EXERCISE INSTRUCTIONS: Copy all of the records below line for line, changing nothing.

AVAILABLE RECORDS:
....
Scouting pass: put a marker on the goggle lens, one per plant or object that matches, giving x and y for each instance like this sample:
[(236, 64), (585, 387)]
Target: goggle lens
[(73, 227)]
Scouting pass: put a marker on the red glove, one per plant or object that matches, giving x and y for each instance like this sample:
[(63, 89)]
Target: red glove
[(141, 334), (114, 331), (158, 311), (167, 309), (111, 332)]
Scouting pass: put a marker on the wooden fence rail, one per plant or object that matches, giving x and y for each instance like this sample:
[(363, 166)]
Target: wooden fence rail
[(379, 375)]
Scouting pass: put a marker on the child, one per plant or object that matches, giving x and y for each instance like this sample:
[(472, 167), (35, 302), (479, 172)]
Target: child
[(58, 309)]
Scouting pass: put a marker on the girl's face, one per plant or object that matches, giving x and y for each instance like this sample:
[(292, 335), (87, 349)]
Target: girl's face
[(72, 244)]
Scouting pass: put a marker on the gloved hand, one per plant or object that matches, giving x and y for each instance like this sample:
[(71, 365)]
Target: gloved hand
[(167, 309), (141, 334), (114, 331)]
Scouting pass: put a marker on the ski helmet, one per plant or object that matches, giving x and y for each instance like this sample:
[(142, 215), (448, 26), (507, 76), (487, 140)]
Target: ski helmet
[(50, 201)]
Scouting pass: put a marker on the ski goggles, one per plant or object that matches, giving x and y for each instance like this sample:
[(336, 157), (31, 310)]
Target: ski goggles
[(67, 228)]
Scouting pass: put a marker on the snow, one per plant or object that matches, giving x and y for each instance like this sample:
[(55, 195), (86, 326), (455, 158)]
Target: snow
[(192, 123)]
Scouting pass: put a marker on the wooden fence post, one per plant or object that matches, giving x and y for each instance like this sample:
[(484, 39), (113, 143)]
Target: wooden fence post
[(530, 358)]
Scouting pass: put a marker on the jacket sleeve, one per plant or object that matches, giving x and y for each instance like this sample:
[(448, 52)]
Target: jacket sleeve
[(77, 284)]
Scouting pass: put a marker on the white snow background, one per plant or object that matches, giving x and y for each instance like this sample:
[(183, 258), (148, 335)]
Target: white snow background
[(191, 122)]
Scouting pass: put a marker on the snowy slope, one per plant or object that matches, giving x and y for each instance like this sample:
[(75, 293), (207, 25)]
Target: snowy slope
....
SOLUTION FOR THIS PROBLEM:
Scouting pass: put a marker on the goggle lens, one per plant or object that matches, giving x and y for each instance like this sample:
[(236, 64), (585, 387)]
Target: goggle lens
[(73, 227)]
Scouting pass: put a marker on the red glove, one per plant or object that matches, giving x and y for each instance like this sample:
[(63, 89)]
Target: red glove
[(141, 334), (114, 331), (158, 311), (167, 309), (111, 332)]
Scouting pass: put a marker on the wooden fence rail, one per plant or object that matches, giving x and y for each instance like this sample:
[(363, 166)]
Target: wooden fence rail
[(379, 375)]
Scouting pass: put a marker on the child, one per plant or object that matches, giving x and y for each instance like this sample:
[(472, 167), (35, 302), (479, 172)]
Target: child
[(58, 309)]
Scouting pass: put a marker on the girl's face, one per plant or object that matches, giving x and y for each instance like this sample:
[(292, 335), (87, 349)]
Target: girl's face
[(72, 244)]
Scouting pass: put a marker on the gloved hand, one per plant or object that matches, giving x and y for each instance like this sample:
[(71, 365)]
Target: gloved hand
[(167, 309), (141, 334), (114, 331)]
Scouting pass: put a marker on the ski helmet, one per plant or object that matches, giving x and y for each instance like this sample:
[(142, 215), (448, 26), (507, 76), (487, 140)]
Target: ski helmet
[(50, 201)]
Scouting pass: put a marker on the ski goggles, one per plant or object that matches, giving x and y for each instance like this sample:
[(336, 157), (31, 310)]
Target: ski goggles
[(67, 228)]
Scouting pass: put a marker on the snow, one per plant or object that matches, giving x and y for each instance like this sample:
[(55, 195), (86, 326), (455, 158)]
Target: snow
[(192, 123)]
Scouting pass: put a marker on the wooden fence post, one per plant or object that matches, giving x and y for each instance like this sample:
[(484, 39), (113, 143)]
Target: wooden fence post
[(530, 358)]
Scouting pass: put a marker on the jacket sleeve, one per plant or object that matches, giving x and y for each instance like this sample:
[(448, 52)]
Target: jacket sleeve
[(77, 284)]
Scouting pass: put a marker on the white snow background, one per plant or object that matches, giving x and y for each instance like this sample:
[(183, 258), (148, 335)]
Target: white snow background
[(191, 122)]
Scouting pass: put a marker on the snowy slope, one per plant or object that matches, giving x and y for each instance like this sample:
[(75, 293), (207, 25)]
Target: snowy slope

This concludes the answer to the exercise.